Instructions for the task: Skip the pictures. Give all the data again exactly.

** Records supplied follows **

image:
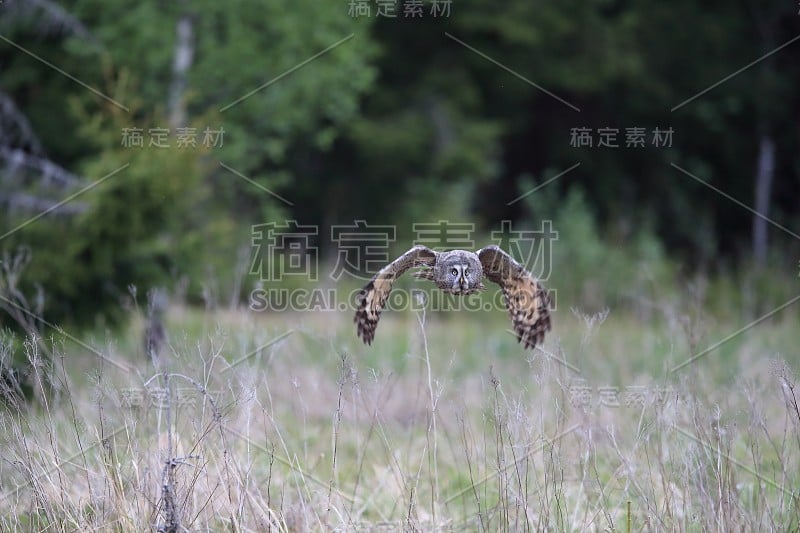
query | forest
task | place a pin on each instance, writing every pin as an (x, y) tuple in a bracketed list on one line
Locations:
[(209, 167)]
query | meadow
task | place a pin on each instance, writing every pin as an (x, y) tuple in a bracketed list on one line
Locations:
[(658, 418)]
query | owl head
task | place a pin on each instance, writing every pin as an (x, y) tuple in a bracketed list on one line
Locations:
[(458, 272)]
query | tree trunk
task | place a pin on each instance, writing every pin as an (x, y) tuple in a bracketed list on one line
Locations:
[(181, 62), (764, 175)]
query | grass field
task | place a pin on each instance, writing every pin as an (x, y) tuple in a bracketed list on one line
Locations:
[(287, 422)]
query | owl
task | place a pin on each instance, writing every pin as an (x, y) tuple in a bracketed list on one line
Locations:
[(462, 272)]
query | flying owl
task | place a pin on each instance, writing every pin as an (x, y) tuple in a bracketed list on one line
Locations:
[(461, 272)]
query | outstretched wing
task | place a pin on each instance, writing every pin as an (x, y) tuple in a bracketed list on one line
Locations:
[(527, 301), (373, 296)]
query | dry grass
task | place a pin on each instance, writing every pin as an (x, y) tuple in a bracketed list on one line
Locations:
[(443, 424)]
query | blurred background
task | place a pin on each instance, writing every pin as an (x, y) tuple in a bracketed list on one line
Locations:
[(140, 143)]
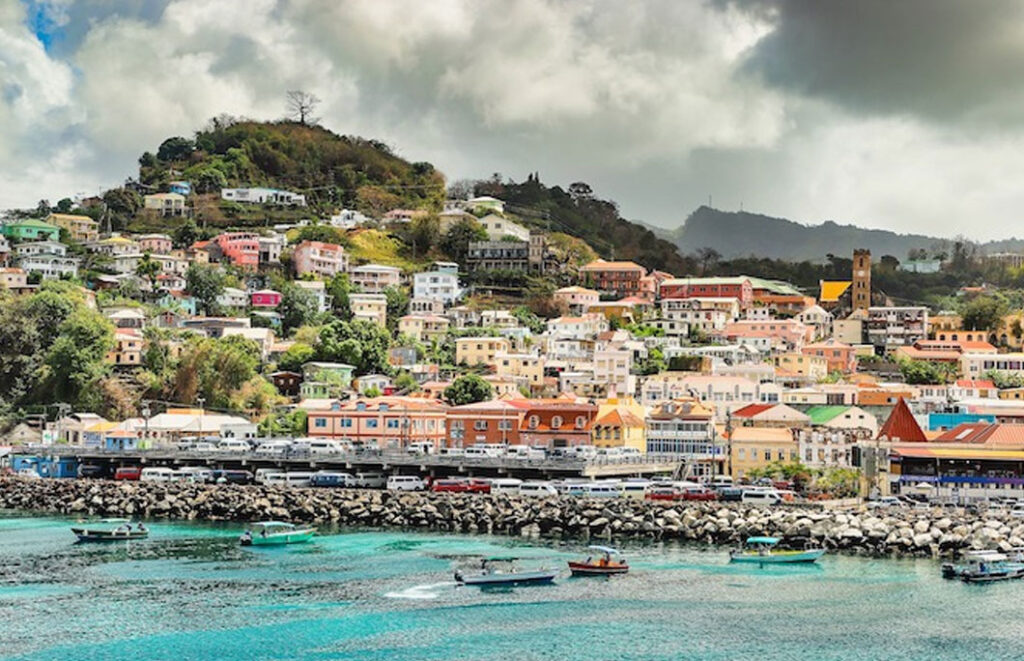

** End of Records supplied **

Completed exercise:
image:
query | forest
task | place a pin on each instance, writing every pin as an (x, y) tuple in a bracketed list on one line
Locations:
[(209, 167)]
query | meadow
task | place a pin on each instance, writing every pin as an (x, y) tuple in a bracketed list on one line
Locations:
[(658, 418)]
query | owl head
task | place a pin on each instance, writing every pin as an (x, y) tuple in a bracketed list on one line
Locations:
[(458, 272)]
query | tree trunk
task | place a pin on each instance, writing every pin as an (x, y) tuple in a bracketed list on one line
Locations:
[(181, 62), (764, 175)]
query | grass field
task | place a pin on each instance, writing every pin as an (x, y) tuple in a bracketed list on one line
Locations:
[(287, 422)]
query | owl
task | place a pin on each instance, writing every pin as an (x, y) tuple in a bracketed list on one line
Locations:
[(462, 272)]
query | flying owl
task | place a pin on each instance, writing every pin as an (x, y) tuple in a bracketed list on one line
Locations:
[(461, 272)]
query | outstretched wing
task | place a pin on each instance, writing every pin as an (x, y) tuple in a bracketed list on one line
Locations:
[(527, 301), (373, 296)]
query | dry grass
task | place a pin on each instance, writing every pin as an (x, y) tuple in a bracketed list on one line
Locations:
[(443, 424)]
query | blurred background
task | place a pin on each instance, writing every pin as an (x, y) tuple in a bracketed list on one line
Locations:
[(140, 143)]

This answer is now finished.